*Excerpted passage*:
Why Startups Should Consider Customer Care Before their Bottom Line


Over half of all startups are no longer in operation after four years. A logical person would say that they simply need more money, but the way you generate that resource is critical in determining whether your business has a long-term future.

I spoke to Phil Tadros, the person behind coworking project Space by Doejo, to find out more about why Space has become successful and what lessons other startups can take away.

AJ: Thank you for joining me today. You have founded multiple startups, and Space is one of your most recent projects. Could you tell my readers a little more about it?

Tadros: Space is a coworking project based around the idea of assisted serendipity. We believe that people should get more than just a workspace when they opt for coworking. We want organizations that rent space from us to find success because of the resources and opportunities we help create.

AJ: Speaking of resources and opportunities, what makes Space stand out from other coworking spaces, both in Chicago and nationally?

Tadros: Many companies doing what we do are using coworking as a real estate plan. They are real estate companies selling space to startup people, we are startup people building a community of individuals and organizations. They don’t care about you as long as you can pay the rent. What we strive to do is provide the tools and the environment for businesses to succeed. We care because when our customers grow, we grow.

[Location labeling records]
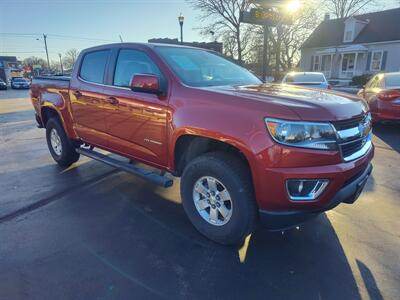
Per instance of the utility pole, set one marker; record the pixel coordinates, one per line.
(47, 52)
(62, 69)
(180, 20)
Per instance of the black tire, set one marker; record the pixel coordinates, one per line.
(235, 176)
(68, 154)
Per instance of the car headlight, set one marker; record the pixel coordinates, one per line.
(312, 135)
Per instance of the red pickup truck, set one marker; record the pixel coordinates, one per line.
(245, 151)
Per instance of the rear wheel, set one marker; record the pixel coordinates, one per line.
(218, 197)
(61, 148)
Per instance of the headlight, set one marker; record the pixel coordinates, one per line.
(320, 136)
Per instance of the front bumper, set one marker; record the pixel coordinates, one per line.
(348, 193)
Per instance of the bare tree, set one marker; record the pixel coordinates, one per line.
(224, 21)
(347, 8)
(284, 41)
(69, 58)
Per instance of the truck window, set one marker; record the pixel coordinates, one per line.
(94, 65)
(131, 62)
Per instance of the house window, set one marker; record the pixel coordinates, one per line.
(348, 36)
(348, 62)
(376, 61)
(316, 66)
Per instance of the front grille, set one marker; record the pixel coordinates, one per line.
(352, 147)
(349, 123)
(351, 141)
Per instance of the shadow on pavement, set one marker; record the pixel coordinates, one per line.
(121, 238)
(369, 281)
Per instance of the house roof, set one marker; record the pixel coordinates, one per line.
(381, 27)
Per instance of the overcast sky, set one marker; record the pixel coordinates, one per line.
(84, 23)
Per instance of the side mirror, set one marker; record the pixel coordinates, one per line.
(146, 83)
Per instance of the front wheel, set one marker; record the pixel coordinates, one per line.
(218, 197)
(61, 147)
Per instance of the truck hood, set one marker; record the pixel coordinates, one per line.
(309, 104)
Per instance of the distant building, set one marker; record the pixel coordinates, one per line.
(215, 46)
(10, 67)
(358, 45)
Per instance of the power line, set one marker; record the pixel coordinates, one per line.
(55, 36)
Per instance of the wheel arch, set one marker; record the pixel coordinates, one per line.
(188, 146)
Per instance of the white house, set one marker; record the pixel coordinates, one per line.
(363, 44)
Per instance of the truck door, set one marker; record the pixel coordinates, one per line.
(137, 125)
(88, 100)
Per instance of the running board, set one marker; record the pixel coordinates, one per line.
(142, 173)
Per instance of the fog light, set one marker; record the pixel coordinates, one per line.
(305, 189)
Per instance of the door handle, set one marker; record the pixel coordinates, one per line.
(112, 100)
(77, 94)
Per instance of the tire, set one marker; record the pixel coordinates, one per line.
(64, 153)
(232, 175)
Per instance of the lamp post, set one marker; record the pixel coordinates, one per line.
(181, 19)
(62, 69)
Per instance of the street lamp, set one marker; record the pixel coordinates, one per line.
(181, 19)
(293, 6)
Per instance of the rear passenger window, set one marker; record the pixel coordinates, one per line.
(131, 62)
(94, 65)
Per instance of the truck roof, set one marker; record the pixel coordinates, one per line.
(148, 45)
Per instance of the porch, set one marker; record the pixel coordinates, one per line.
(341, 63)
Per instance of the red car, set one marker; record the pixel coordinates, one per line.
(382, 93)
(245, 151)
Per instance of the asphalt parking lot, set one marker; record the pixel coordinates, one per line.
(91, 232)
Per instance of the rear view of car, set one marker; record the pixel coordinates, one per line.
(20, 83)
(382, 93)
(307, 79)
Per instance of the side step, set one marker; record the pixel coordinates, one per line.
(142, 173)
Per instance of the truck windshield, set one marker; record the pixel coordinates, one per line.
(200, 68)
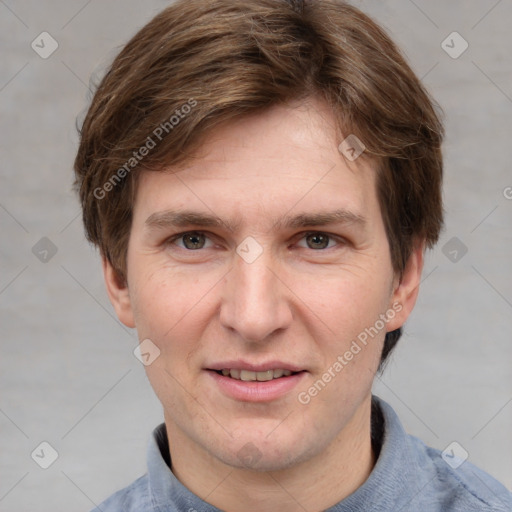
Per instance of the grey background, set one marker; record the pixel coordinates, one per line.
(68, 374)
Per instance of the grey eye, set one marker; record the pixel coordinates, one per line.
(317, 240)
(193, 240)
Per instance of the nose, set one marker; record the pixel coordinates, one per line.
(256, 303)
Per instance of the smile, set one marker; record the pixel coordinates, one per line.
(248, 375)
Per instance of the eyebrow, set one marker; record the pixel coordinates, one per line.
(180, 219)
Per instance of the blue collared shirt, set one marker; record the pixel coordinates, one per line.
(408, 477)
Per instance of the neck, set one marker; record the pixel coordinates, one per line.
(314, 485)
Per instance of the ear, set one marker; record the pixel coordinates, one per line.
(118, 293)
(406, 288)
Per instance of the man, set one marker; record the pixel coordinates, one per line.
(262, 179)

---

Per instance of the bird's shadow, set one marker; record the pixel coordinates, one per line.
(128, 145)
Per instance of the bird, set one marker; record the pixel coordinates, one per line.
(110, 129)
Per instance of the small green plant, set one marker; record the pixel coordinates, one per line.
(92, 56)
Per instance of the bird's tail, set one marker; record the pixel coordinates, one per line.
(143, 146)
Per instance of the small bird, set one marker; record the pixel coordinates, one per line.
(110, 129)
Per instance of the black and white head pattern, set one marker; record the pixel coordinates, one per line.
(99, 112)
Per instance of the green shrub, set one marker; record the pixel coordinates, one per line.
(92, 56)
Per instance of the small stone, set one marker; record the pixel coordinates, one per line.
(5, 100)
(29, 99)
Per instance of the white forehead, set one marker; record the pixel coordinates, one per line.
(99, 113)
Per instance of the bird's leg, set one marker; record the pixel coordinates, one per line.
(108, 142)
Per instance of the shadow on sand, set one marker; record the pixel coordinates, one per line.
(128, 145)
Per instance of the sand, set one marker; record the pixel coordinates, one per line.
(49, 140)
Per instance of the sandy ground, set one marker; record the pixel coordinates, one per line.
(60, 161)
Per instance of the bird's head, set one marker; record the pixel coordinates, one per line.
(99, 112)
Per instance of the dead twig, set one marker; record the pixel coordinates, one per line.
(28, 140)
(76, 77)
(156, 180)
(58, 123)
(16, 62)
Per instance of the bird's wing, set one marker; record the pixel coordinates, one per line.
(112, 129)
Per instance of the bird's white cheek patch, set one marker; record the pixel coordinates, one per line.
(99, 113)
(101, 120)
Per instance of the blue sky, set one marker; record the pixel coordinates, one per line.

*Written instruction A*: In the article on startup customer care, what idea is the Space coworking project built around?
*Written instruction B*: Please write what comes next in the article on startup customer care, picking up after its final answer from Tadros.
The items above aren't needed.

*Right answer A*: Assisted serendipity.

*Right answer B*:
AJ: And it all goes back to customer care?

Tadros: Absolutely. The feedback we gained from many of the startups that have used Space by Doejo is that they feel crammed in when they’ve used coworking spaces in the past.

I understand that giving people more space means potentially reducing my bottom line, but I think that’s necessary for a business that wants to succeed. Space may be reducing the number of tenants, but that additional space is being used for meeting rooms, flexible workspaces, and lounge areas.

We don’t see these additional services as ‘premium’, we see it as the standard. And I think that’s the road many startups have to go down. First and foremost, they have to think about the long-term care of their customers.

AJ: I know it may sound like an obvious question, but what’s the main benefit that you would say prioritizing customers does for startups in the long-term?

Tadros: It’s all about branding. The biggest asset any startup can have is its brand. If people know you as someone who has been helping out people for a long time, they are going to trust you. Your reputation is everything.

Space has credibility because it’s invested in helping people out for the long time. That may mean more of an initial investment, more overhead, and a longer road to profits.

AJ: If startups prioritize customers over their bottom line, how are they going to get through the initial challenges of sustaining and building a regular startup income?

Tadros: I run Doejo, which is a startup that prioritizes getting other startups up and running. I call it the startups for startups. We run the same strategy for every startup. That is to go in hard and go in fast, before scaling up.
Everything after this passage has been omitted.